The required output consists solely of the lines from the line containing "the truck bed" through the end of the records, copied exactly.

_ _ _ _ _

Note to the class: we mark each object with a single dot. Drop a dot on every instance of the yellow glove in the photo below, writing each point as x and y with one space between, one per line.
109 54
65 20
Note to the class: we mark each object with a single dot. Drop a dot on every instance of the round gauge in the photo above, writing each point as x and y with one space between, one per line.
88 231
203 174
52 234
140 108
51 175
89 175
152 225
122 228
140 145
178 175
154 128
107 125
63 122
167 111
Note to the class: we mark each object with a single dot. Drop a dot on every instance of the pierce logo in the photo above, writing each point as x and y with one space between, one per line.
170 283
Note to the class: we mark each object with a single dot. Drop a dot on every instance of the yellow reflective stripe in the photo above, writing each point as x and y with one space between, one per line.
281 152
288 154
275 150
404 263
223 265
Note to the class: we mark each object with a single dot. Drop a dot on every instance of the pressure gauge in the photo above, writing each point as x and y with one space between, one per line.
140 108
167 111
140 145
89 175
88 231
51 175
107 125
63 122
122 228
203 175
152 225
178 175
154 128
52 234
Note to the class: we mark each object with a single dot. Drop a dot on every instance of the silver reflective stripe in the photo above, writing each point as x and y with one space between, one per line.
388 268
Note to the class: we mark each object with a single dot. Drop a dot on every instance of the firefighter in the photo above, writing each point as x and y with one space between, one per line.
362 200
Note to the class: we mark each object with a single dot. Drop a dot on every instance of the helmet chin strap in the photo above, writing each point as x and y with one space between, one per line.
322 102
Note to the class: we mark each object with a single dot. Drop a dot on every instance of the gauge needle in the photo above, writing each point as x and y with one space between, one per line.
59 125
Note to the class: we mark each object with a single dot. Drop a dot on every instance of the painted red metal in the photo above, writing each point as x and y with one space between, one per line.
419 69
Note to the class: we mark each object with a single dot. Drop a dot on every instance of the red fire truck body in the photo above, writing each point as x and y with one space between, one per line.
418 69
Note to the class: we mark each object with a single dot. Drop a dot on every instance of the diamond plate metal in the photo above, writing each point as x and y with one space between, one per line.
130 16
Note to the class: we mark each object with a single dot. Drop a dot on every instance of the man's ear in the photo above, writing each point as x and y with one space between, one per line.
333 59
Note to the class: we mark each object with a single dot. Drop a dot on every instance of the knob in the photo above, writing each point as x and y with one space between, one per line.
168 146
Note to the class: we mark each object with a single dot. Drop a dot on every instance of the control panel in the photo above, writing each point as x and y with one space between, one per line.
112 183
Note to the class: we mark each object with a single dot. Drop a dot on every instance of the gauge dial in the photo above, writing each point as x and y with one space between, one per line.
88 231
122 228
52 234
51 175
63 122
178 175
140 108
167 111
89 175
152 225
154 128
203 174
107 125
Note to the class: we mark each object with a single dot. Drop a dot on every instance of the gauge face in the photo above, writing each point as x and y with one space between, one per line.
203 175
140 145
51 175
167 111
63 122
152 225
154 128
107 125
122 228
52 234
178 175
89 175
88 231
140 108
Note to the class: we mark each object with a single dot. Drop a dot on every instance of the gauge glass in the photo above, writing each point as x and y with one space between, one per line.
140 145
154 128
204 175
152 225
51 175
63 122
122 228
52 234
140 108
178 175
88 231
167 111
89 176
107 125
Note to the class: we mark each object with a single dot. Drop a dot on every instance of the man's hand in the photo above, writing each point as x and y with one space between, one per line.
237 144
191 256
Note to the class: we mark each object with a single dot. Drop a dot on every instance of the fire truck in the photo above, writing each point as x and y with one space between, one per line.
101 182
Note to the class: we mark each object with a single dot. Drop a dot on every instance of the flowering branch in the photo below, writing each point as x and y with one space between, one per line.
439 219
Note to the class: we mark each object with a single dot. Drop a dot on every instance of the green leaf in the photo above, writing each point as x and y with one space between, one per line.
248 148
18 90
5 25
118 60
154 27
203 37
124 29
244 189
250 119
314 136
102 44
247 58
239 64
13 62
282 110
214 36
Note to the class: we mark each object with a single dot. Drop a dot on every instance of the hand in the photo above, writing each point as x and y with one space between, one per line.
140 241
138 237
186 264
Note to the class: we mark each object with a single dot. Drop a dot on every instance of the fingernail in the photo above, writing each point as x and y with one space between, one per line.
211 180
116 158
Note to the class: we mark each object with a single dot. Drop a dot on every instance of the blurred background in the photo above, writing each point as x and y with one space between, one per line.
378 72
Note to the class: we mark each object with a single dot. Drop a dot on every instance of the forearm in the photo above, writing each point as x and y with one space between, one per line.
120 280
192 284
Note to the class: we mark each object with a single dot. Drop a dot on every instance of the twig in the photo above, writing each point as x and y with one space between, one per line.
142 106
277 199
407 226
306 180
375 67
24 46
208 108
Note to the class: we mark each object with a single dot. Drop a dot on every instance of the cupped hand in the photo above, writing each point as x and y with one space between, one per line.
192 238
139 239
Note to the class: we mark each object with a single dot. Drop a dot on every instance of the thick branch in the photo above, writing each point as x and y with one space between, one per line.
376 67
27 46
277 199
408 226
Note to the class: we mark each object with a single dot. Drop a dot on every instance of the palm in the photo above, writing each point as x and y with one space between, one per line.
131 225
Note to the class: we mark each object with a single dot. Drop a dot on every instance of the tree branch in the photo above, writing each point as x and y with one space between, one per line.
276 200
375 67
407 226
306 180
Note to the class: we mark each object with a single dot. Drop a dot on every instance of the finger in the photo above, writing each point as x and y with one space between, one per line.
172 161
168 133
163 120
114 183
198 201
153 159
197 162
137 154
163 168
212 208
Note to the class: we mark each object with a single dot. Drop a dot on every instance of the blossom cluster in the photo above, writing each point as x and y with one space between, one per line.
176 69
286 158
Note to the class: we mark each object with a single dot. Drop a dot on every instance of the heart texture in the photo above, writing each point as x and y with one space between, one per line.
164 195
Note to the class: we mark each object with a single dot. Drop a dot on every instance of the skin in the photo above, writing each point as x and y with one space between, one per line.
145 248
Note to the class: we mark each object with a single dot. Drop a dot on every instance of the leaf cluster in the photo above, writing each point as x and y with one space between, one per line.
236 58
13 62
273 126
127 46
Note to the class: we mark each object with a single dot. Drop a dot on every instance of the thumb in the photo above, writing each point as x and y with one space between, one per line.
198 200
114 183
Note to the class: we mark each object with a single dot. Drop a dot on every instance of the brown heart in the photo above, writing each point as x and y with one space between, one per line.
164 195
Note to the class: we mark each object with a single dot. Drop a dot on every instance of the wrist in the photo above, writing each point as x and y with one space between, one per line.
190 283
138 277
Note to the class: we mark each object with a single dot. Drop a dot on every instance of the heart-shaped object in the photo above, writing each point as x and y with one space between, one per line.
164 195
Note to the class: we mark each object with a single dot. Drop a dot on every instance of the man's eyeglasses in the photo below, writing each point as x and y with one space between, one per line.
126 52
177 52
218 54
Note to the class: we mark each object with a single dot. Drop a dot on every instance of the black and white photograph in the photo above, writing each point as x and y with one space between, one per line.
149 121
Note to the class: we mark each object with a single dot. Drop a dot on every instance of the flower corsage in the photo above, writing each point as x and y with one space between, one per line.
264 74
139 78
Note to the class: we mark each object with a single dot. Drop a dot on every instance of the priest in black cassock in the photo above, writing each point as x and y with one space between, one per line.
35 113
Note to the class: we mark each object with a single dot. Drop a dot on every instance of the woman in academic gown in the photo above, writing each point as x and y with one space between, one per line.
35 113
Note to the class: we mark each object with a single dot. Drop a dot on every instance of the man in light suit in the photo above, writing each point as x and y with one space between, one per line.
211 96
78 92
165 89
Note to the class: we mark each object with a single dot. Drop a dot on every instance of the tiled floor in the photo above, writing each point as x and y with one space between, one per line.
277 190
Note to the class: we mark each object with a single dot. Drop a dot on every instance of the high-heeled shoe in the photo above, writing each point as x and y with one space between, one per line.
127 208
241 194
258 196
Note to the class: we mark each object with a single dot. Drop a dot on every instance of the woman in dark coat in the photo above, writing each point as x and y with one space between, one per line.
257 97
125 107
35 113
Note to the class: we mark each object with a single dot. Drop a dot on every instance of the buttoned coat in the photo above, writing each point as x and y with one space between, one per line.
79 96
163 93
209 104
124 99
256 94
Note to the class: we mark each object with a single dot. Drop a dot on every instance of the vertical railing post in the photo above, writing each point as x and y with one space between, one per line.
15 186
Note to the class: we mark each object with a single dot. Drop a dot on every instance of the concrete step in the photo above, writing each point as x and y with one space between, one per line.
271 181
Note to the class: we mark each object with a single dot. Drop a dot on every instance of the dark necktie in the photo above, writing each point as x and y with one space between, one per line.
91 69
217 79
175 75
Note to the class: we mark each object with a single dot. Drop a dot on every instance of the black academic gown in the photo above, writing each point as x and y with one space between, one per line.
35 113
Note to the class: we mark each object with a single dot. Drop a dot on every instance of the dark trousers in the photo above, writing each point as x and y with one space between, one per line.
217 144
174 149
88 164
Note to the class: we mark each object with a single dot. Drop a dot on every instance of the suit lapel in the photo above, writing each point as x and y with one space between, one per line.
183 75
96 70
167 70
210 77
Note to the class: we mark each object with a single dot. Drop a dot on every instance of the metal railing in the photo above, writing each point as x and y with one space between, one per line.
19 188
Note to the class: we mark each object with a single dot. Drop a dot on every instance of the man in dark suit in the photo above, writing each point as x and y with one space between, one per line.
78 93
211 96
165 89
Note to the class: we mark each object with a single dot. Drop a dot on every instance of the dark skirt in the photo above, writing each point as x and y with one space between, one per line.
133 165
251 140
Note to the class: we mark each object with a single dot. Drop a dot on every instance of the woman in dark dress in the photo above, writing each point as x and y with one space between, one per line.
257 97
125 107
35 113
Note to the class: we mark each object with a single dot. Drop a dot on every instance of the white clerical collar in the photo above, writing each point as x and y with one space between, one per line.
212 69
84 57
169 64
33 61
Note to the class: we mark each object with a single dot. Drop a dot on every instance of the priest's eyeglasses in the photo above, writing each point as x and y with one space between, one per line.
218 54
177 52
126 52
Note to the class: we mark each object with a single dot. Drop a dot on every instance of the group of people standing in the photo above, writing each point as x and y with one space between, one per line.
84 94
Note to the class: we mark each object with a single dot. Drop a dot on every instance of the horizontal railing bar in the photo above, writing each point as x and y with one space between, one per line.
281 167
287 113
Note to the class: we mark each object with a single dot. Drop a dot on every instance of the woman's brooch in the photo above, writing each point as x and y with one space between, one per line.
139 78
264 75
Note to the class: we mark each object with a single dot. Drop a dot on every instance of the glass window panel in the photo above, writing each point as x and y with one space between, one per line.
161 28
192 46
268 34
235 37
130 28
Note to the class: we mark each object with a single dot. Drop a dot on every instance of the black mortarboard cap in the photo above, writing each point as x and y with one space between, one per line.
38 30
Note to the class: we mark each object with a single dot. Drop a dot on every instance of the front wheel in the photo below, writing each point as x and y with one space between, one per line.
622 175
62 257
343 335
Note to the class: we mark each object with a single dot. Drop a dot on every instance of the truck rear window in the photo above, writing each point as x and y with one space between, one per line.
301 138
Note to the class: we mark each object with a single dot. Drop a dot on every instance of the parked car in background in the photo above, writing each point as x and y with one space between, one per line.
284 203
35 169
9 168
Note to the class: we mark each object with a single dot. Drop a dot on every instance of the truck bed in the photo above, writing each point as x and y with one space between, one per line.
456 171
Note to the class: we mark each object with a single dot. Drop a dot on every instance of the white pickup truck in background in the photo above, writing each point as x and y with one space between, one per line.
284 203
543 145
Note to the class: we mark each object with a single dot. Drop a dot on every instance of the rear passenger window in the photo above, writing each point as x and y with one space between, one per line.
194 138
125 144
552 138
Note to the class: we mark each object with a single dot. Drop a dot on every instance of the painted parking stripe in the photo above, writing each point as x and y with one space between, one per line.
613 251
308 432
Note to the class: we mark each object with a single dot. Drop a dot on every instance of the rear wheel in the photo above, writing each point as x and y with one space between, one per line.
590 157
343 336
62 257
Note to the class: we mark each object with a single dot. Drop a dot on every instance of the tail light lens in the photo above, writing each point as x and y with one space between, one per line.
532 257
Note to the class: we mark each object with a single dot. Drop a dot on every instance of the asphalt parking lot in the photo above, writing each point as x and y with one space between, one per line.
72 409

_ _ _ _ _

▶ _Finished exercise_
Note to the class: we mark each object with a single dot. Drop a dot on every instance of the truck bed in the photo above, writing each point as x and y with one space between, one per line.
456 171
Note to the class: we mark each object with a single dot. Drop a dot on every instance of the white pickup truck in background in the photo above, writing each point as x and y with one space between, one per line.
284 203
543 145
Note to the class: we mark each object with a single dot. Drop a dot on every instance of the rear passenger window in the photo above, writing each point as x and y with one space between, one per line.
194 138
125 144
552 138
Note to the class: we mark each object with a single dot. Drop a dot on every instance of the painted parking stripe in the photo above, writing each point as x and y with one space between, one per line.
613 251
308 432
Note to the class: we mark each object with a single dot. Drop a dot on every instance of the rear wheel in the photo above, writing each point as x and y with one space between, one per line.
590 157
343 336
62 257
Note to the class: we mark each object with a single dot. Drop a dot on every instance of the tail light lens in the photo above, writing each point as x and y with one space between, one per line.
532 257
Note to the class: we mark each object with a single dot. Drop a dot on every instance of the asphalt parking lot in the photo above, writing each point as x and y with one space between, one per line.
72 409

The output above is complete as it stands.